EXCERPT TO READ below:

Wednesday, June 21, 2017

Separate is Not Equal in Education. Or Health Care.



We conclude that, in the field of public education, the doctrine of "separate but equal" has no place.  Separate educational facilities are inherently unequal.
- U.S. Supreme Court in Brown v. Board of Education, May 17, 1954

My office sits about a mile from the Monroe School, an historic, if not well known, place.  Monroe was once one of four segregated African-American elementary schools in Topeka.  Today, it is the location of the Brown v. Board of Education National Historic Site, commemorating the landmark U.S. Supreme Court decision to end racial segregation in public schools. 

As all schoolchildren are now taught, a unanimous court ruled in Brown v. Board that separate is inherently unequal.  Unfortunately, many adults – some who have seats in Congress and the state legislature – have still not learned this lesson. 

The American Health Care Act (AHCA), which has passed the U.S. House and is now being rushed through the Senate, proposes to segregate the sick from the healthy in insurance pools, creating separate and inevitably unequal coverage. 

As we strive to develop a health care system that works for all of us, we should not forget the lessons of Brown v. Board.

Prior to the Affordable Care Act (ACA), individuals with pre-existing conditions could have a difficult time finding health insurance.  Some would have to pay more or buy plans that excluded coverage of their condition.  If they couldn’t afford it, they would often go uninsured. 

Others were locked out altogether.  People who suffered from cancer or other serious conditions could not buy insurance at any price.  For them, many states – including Kansas – created special insurance programs, called high-risk pools, that segregated the sick from the well.

The idea was that sick people drive up costs for everyone else.  By segregating them, insurance premiums for the healthy would be lower. 

The problem was that concentrating those with pre-existing conditions – the people who arguably need health care the most – created insurance ghettos that were enormously expensive.  State subsidies were invariably inadequate and the result was very high premiums and deductibles and low annual coverage limits and lifetime caps.  Few of the uninsured could afford to participate.

End of EXCERPT TO READ.
SOURCE INFORMATION below:

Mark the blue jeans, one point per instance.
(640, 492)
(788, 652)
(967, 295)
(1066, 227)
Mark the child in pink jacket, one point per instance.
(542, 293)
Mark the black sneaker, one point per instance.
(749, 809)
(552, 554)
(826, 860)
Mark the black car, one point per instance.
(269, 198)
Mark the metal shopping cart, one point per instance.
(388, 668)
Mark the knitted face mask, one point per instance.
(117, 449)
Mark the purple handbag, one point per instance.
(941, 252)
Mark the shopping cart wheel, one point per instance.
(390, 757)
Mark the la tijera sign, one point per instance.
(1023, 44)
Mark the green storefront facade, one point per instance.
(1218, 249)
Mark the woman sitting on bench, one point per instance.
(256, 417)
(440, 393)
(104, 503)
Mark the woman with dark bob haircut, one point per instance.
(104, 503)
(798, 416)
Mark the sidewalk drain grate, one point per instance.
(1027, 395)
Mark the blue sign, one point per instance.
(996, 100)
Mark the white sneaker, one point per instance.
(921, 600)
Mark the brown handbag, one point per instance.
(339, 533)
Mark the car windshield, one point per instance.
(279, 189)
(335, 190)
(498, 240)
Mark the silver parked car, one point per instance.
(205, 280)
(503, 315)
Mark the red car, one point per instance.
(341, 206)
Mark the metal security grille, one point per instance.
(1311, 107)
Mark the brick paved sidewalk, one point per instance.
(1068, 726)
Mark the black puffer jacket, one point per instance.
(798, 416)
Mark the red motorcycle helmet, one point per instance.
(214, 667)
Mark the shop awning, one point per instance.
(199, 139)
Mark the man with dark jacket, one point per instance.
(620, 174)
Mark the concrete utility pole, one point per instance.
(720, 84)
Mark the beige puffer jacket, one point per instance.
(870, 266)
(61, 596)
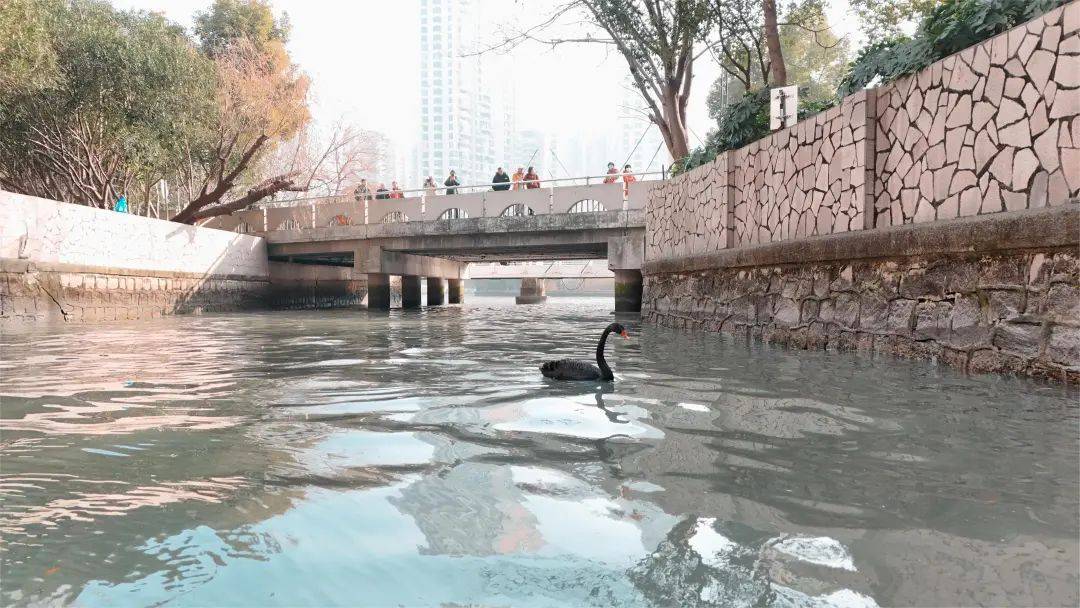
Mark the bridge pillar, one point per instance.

End of SOURCE INFORMATION.

#### [TASK REQUIREMENTS]
a - Name every court ruling and piece of health care legislation mentioned in the essay on health insurance and segregation.
b - Resume the essay on health insurance and segregation right after its last sentence, "Few of the uninsured could afford to participate."
The material above is separate from the essay on health insurance and segregation.

#### [WRITTEN ANSWERS]
a - Brown v. Board of Education, the American Health Care Act (AHCA), and the Affordable Care Act (ACA).

b -
Separate was not equal.

The ACA ended high-risk pools.  It requires insurers to sell policies to everyone and prohibits charging the sick more than the healthy.  As a result, thousands of Kansans with pre-existing conditions have been able to find coverage.  Many now receive treatment for long-standing health issues.  Others are able to receive primary and preventive care, perhaps for the first time.  Lives have been improved.  Some have been saved.

Unfortunately, the AHCA will unravel this coverage guarantee and bring back health care apartheid.  It will allow states to waive protections for people with pre-existing conditions, as long as alternatives, such as high-risk pools, are established.  Predictably, proposed funding for these pools is grossly inadequate. 

You don’t need to be a health care expert – or a Supreme Court justice – to know how this will turn out.  Sky-high premiums and deductibles will make high-risk pools unaffordable for many of the people who are segregated from the insurance market.  They’ll no longer get the care they need.  Their health and well-being will suffer.  Some will die.  We’ve already lived this history.

By overturning the legal basis for segregation, the legacy of Brown v. Board extended far beyond public schools.  It provided energy to the voting rights and civil rights movements.  It inspired the Americans with Disabilities Act.  It continues to inform and encourage us as we work to create a society that offers equal accommodation and equal opportunity for all. 

A visit to the Monroe School quickly demonstrates why it would be unthinkable to bring back segregation in public schools.  It should be equally unthinkable in health care.